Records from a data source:
==============================
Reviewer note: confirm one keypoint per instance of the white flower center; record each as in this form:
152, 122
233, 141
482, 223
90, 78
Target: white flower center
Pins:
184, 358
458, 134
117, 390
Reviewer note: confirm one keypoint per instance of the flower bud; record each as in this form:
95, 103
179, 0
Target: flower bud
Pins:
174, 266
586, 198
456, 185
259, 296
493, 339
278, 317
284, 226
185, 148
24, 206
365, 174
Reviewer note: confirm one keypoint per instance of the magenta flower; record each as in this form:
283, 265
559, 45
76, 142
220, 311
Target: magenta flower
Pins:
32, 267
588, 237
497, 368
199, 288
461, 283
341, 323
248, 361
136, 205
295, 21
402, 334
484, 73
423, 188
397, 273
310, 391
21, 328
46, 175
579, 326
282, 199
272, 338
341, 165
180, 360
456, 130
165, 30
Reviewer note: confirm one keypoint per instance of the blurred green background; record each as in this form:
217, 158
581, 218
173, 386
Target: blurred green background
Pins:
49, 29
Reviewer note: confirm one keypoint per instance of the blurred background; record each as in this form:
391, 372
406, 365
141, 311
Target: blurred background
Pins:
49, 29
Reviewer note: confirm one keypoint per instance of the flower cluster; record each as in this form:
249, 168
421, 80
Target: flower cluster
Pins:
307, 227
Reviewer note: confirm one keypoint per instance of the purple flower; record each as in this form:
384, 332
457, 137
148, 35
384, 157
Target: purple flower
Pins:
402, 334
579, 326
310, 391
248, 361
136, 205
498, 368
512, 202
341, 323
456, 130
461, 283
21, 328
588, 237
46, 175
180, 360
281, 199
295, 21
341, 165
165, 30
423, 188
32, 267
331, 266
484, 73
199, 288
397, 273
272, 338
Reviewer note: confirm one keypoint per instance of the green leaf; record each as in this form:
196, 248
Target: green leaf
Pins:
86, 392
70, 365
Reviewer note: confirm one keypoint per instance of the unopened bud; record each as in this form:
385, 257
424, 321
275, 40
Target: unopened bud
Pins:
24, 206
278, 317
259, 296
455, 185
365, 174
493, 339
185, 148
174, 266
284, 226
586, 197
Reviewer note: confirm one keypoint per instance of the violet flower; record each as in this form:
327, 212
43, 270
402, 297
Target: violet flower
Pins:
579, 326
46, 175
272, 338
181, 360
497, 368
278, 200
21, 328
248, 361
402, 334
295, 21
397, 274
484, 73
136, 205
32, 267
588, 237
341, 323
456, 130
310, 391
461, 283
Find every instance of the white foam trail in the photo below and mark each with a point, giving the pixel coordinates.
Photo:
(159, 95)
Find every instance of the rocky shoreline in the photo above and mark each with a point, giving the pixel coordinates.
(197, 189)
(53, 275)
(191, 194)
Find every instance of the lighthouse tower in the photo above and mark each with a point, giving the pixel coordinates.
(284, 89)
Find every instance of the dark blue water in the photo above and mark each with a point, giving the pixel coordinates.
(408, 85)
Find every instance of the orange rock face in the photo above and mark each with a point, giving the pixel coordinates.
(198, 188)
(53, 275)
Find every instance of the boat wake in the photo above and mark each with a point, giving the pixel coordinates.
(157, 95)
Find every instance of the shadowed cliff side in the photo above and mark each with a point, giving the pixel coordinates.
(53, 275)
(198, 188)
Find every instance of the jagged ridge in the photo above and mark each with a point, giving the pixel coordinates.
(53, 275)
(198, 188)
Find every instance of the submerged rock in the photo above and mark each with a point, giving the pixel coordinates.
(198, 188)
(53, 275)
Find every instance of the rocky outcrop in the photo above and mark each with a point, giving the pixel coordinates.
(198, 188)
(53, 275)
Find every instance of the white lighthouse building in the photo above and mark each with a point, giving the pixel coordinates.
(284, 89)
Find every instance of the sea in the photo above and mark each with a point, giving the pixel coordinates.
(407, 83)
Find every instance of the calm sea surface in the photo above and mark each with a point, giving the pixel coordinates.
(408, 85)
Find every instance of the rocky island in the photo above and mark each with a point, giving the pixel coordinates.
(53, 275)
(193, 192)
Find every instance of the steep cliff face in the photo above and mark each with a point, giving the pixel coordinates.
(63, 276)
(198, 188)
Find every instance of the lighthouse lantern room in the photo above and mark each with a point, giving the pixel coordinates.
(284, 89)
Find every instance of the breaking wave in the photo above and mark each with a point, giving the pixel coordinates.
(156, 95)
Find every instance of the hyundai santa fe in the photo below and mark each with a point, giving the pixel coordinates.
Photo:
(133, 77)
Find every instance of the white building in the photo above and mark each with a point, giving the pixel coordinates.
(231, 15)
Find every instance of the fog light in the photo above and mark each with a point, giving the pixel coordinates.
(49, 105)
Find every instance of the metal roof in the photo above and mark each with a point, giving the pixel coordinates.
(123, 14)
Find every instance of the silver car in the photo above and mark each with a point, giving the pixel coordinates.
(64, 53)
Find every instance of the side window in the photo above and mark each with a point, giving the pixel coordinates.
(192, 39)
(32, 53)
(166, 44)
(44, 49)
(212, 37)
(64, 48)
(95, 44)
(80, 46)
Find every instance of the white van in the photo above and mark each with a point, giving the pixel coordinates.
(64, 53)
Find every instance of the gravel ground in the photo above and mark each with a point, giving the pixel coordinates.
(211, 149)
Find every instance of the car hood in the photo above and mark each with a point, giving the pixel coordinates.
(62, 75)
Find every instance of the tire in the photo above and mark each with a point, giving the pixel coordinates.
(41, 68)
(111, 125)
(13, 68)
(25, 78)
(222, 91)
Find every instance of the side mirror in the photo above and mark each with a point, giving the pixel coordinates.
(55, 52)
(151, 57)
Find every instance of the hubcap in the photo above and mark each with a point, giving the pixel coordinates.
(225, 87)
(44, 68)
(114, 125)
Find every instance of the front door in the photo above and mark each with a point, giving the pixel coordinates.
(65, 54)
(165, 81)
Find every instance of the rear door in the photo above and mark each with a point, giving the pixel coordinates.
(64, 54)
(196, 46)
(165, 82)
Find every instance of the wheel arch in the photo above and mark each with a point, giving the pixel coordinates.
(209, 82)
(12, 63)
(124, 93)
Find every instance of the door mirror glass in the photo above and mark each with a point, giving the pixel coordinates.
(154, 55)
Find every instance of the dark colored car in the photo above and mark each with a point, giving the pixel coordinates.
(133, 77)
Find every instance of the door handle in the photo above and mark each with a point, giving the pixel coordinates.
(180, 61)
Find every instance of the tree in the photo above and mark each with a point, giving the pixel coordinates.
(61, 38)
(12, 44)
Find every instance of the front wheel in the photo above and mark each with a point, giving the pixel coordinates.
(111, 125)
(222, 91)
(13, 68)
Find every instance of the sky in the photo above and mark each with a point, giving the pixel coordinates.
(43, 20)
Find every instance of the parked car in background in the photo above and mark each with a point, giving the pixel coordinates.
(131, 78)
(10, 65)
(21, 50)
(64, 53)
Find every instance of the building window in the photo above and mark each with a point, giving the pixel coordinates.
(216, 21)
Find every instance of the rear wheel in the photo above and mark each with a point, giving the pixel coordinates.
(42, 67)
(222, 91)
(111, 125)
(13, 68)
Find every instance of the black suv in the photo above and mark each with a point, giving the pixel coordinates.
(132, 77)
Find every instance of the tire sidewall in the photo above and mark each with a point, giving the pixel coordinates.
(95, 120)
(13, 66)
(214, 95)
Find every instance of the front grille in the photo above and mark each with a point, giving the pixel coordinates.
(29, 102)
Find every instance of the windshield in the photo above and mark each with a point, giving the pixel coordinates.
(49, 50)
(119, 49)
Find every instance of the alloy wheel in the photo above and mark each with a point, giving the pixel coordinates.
==============================
Action item: Every line above with the word "green" is to be copied out.

Response:
Reviewer note: confirm one keypoint per instance of the blurred green background; record each as in this form:
Target: blurred green background
Reviewer note: confirm one keypoint per instance of the green leaf; record each as in this form:
Target: green leaf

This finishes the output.